What the exercise asks »
From the line with "TARGET: the chest pocket" through the final line, please write out the listing exactly, including both of those lines.

Point placement records »
-- Start --
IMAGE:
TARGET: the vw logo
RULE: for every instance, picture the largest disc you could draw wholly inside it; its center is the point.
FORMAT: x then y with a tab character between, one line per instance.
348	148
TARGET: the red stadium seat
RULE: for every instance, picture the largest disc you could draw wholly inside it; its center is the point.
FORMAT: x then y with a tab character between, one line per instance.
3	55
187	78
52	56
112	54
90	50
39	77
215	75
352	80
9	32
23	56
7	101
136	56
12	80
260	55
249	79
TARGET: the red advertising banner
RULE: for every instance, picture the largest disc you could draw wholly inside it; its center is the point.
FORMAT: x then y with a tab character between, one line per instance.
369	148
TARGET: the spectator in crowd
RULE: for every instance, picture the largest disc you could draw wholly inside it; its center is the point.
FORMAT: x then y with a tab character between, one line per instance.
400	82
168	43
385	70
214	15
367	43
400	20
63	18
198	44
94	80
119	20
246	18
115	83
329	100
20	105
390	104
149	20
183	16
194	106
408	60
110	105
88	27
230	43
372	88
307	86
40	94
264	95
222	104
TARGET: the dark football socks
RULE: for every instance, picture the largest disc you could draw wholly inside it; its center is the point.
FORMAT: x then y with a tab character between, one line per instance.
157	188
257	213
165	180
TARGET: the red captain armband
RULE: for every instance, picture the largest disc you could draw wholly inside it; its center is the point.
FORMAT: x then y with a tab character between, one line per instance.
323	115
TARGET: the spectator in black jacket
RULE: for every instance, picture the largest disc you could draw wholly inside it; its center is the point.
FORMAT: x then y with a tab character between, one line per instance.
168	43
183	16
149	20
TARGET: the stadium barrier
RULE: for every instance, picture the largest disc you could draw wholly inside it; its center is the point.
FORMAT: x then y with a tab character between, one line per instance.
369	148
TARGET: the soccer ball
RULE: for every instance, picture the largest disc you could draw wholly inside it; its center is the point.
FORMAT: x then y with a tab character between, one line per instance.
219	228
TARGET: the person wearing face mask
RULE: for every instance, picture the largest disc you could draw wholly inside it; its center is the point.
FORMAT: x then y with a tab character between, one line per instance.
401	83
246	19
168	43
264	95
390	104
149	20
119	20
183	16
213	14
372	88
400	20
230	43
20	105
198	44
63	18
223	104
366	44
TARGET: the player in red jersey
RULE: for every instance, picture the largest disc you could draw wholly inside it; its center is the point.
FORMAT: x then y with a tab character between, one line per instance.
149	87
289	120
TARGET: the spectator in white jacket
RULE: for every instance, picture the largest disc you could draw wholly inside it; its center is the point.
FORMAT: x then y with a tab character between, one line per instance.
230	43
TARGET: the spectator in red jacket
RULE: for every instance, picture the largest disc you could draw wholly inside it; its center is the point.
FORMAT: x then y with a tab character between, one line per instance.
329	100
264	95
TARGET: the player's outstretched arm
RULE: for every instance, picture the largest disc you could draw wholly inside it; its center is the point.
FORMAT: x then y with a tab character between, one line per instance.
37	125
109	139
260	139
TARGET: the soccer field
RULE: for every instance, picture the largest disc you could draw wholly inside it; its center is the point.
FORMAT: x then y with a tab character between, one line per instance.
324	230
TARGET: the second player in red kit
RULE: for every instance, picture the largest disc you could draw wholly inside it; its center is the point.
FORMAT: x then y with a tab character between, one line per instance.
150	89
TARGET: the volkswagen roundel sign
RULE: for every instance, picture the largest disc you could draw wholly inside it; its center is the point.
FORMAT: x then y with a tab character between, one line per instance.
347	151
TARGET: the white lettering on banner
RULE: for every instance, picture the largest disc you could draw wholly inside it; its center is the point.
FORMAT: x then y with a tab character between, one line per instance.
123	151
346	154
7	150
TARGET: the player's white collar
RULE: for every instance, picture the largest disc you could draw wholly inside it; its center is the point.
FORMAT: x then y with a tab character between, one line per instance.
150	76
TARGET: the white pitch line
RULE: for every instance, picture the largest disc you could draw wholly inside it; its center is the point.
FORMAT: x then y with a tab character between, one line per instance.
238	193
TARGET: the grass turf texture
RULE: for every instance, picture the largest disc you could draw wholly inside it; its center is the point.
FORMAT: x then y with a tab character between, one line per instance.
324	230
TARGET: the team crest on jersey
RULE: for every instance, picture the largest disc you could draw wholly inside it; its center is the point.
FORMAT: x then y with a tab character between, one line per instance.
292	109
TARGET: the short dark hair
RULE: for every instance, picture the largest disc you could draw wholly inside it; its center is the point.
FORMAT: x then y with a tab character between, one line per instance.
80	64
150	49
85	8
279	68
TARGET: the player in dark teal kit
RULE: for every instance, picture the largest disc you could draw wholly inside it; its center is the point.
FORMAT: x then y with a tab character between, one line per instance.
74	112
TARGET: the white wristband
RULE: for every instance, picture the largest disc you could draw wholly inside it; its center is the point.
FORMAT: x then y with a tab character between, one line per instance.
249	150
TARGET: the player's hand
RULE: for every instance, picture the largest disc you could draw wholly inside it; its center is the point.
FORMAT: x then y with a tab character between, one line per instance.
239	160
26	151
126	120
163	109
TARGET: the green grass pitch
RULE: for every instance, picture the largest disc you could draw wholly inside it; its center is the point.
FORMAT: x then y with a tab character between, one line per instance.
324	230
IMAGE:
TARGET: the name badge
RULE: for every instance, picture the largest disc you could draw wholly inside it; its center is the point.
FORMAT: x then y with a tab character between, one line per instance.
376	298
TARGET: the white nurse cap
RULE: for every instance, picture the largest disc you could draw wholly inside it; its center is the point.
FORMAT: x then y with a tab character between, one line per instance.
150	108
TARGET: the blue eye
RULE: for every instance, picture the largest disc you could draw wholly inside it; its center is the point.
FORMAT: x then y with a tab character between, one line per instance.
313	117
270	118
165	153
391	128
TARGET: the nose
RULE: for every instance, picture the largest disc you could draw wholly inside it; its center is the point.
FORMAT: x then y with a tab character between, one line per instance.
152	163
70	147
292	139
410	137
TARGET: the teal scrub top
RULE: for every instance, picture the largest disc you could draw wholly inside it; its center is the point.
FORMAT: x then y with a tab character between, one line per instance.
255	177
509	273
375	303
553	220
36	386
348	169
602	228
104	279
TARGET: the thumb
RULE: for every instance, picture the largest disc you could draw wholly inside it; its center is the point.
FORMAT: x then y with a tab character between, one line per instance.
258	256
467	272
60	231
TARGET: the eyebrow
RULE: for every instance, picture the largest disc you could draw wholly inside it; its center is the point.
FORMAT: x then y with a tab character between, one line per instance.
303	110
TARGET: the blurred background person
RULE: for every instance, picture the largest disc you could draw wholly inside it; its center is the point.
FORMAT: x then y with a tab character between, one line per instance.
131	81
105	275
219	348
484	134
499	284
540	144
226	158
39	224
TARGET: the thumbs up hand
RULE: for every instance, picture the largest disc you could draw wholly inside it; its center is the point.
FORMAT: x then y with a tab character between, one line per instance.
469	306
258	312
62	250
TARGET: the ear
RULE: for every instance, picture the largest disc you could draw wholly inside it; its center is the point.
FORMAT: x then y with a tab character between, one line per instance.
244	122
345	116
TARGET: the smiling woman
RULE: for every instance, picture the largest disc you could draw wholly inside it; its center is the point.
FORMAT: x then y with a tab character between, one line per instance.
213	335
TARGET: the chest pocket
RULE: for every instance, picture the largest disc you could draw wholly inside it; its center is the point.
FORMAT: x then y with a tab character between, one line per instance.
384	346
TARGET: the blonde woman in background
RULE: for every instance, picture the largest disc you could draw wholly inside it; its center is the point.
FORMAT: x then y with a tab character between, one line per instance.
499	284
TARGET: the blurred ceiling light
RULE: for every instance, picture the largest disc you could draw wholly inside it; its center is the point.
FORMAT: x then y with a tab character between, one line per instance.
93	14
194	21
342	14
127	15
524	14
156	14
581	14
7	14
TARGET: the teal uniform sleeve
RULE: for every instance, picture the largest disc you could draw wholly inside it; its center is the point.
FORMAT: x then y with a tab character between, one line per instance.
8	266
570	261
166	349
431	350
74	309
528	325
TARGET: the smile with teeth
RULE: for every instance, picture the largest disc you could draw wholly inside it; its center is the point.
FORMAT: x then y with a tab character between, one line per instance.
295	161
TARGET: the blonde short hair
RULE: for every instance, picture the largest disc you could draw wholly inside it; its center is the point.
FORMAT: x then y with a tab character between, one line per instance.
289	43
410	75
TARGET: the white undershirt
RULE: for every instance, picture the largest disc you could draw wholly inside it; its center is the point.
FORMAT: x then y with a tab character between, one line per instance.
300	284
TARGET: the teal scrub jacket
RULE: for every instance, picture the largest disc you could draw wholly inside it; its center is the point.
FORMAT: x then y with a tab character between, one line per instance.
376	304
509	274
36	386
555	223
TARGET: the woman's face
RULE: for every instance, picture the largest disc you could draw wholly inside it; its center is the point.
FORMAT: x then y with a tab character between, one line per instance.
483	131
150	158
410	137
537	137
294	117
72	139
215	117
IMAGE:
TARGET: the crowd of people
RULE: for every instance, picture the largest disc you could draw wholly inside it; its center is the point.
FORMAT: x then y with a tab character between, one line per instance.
-- End --
Response for this exercise »
TARGET: the chest pocket
RULE: for every instance, picture the largest disc you could draw wholly inside it; its center is the point.
FORMAT: x then y with a tab character between, one line per instance.
384	346
TARGET: the blonde woman in background
RULE: for every instance, picture the largest disc you could draw wholly inside it; its center is the point.
FORMAT: x then y with a tab character between, one line per instance.
499	284
TARGET: the blurred ceiling light
RULE: for every instance, picture the largest disc you could draw wholly inside it; its center is the point.
FORMAT: x then y with a tab character between, one line per instance.
93	14
194	21
342	14
127	15
524	14
156	14
581	14
7	14
TARGET: the teal uniform sleeve
RULE: for every instance, picture the largest disc you could draw wholly inside it; its center is the point.
FORMAT: x then y with a tab character between, one line per instance.
8	266
570	261
166	349
431	350
74	309
528	325
TARGET: the smile with teeth
RULE: for every instance, picture the largest disc you could draw wholly inside it; its center is the point.
FORMAT: x then y with a tab character between, one line per instance.
295	161
TARGET: the blonde short hair
RULE: for every instance, picture the largest disc you could draw wholly inside it; its center is the point.
FORMAT: x then y with a tab character between, one line per instance.
289	43
410	75
TARGET: the white undershirt
RULE: for every instance, picture the largest disc you could draw wholly inside it; its center is the point.
FORMAT: x then y with a tab character between, one line per instance.
300	284
TARGET: the teal scrub jacket
RULE: for every instance, picture the largest disc you could draw wholly inside it; its center is the point.
FORMAT: x then y with a tab character between, one line per instance.
376	304
509	274
36	386
555	223
TARGET: the woman's face
RULE: for every instance, picture the largest disc you could draw wholly inside it; its center is the point.
FORMAT: x then y with a tab character between, one line per instance.
483	131
150	158
410	137
537	137
294	117
72	139
215	117
IMAGE:
TARGET: the crowd of people
RULE: for every instance, picture the largest disc you could draw wholly inside it; its center is the point.
FORMAT: x then y with a tab character between, one line per instance.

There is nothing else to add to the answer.